-- Data provided start --
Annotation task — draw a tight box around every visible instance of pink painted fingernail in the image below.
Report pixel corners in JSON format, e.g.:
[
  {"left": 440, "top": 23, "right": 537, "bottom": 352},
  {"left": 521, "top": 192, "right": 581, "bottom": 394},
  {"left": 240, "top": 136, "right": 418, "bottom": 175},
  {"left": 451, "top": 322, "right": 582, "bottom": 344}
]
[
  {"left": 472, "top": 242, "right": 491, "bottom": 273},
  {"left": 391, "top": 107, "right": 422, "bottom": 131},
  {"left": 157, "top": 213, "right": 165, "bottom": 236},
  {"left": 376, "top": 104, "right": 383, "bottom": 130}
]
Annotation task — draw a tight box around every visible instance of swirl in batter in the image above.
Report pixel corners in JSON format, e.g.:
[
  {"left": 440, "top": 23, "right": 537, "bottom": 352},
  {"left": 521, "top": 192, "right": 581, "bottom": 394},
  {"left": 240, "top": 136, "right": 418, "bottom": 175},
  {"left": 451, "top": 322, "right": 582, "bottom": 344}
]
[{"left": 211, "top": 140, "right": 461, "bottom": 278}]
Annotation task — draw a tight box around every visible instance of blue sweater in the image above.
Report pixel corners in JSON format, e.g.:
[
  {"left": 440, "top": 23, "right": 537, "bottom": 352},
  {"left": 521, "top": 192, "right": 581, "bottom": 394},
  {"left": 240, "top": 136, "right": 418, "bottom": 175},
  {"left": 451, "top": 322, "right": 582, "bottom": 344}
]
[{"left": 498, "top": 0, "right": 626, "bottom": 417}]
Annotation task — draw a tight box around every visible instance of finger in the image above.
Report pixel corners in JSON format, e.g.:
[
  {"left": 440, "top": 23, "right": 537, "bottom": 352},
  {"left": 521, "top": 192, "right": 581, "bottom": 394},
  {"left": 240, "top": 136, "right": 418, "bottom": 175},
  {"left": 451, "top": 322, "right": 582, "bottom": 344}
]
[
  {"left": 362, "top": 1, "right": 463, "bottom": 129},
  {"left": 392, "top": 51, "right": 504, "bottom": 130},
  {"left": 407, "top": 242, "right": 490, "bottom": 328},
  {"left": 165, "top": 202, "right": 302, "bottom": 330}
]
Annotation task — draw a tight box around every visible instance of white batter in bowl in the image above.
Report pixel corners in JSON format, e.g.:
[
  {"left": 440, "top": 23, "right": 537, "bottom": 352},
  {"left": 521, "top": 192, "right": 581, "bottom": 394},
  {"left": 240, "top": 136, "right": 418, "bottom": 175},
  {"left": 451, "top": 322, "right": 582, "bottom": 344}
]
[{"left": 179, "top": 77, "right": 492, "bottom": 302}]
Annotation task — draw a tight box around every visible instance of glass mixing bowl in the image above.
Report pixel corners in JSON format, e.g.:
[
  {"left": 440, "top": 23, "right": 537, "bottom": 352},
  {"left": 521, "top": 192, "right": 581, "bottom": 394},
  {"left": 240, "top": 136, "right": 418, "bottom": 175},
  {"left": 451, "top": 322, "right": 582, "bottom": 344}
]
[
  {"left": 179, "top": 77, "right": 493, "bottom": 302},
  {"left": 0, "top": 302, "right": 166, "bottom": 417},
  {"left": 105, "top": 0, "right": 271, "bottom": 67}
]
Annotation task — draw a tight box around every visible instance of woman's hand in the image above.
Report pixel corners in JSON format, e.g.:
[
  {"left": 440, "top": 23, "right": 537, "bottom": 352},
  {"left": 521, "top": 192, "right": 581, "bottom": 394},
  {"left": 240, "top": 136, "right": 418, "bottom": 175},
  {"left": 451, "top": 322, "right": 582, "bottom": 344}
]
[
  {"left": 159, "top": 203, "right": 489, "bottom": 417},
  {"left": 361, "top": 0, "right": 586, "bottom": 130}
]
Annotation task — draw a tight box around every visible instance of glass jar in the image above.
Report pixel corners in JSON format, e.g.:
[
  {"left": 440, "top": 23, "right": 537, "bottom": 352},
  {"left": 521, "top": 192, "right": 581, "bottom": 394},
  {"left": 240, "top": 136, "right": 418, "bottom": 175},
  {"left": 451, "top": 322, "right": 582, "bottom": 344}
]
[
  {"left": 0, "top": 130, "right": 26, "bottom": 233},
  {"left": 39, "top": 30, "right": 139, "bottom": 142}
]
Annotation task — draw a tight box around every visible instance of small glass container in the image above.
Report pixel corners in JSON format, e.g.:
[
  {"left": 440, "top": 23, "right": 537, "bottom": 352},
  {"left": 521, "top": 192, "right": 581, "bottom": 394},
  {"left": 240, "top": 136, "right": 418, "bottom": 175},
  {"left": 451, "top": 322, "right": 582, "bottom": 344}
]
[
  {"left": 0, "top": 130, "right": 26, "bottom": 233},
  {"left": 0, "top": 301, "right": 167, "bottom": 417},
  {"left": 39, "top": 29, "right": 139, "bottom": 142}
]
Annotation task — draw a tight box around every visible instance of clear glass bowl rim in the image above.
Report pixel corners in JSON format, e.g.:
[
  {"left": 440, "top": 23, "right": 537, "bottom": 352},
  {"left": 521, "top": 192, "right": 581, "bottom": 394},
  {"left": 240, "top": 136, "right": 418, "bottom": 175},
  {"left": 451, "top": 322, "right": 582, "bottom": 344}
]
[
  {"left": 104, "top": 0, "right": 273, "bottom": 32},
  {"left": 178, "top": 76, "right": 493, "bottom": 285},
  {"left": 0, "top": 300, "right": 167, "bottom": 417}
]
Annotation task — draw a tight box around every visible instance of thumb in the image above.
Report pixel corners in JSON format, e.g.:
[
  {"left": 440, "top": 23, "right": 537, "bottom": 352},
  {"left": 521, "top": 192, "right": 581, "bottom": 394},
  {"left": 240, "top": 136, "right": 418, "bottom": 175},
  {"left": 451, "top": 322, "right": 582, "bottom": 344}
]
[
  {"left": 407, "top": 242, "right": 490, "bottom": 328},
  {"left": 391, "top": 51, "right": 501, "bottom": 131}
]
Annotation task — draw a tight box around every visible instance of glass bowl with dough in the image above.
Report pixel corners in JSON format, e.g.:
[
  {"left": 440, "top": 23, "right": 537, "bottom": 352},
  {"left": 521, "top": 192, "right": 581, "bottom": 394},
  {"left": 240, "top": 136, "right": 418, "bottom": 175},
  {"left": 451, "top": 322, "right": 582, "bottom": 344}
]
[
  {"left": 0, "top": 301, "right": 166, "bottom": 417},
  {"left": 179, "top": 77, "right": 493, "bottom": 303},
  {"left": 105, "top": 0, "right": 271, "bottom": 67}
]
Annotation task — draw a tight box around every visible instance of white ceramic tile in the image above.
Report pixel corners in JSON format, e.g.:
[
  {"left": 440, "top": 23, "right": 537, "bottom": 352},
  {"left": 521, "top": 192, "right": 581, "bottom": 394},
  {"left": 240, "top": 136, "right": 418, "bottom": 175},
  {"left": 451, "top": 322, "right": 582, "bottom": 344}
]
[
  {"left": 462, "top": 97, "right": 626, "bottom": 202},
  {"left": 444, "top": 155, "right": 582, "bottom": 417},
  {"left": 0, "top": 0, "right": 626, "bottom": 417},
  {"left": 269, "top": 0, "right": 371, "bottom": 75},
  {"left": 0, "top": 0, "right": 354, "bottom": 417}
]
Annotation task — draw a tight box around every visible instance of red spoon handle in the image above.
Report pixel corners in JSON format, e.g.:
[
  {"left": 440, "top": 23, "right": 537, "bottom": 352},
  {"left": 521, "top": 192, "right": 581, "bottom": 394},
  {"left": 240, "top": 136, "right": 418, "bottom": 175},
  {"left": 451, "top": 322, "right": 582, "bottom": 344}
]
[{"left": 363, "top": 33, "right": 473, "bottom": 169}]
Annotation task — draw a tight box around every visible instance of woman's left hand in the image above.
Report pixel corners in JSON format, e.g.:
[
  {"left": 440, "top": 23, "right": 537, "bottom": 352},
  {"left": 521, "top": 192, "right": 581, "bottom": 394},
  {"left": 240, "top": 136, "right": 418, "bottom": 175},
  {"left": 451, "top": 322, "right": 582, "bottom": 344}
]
-- Data provided end --
### Requirements
Reproduce the final stretch of the data above: every line from the one holding "left hand in the image above." through the end, inclusive, exactly as written and nothing else.

### In response
Annotation task — draw a tight box around every visible instance of woman's left hand in the image above.
Report pixel corners in JSON format, e.g.:
[
  {"left": 440, "top": 23, "right": 537, "bottom": 352},
  {"left": 521, "top": 192, "right": 581, "bottom": 394},
  {"left": 240, "top": 136, "right": 418, "bottom": 175},
  {"left": 451, "top": 322, "right": 582, "bottom": 344}
]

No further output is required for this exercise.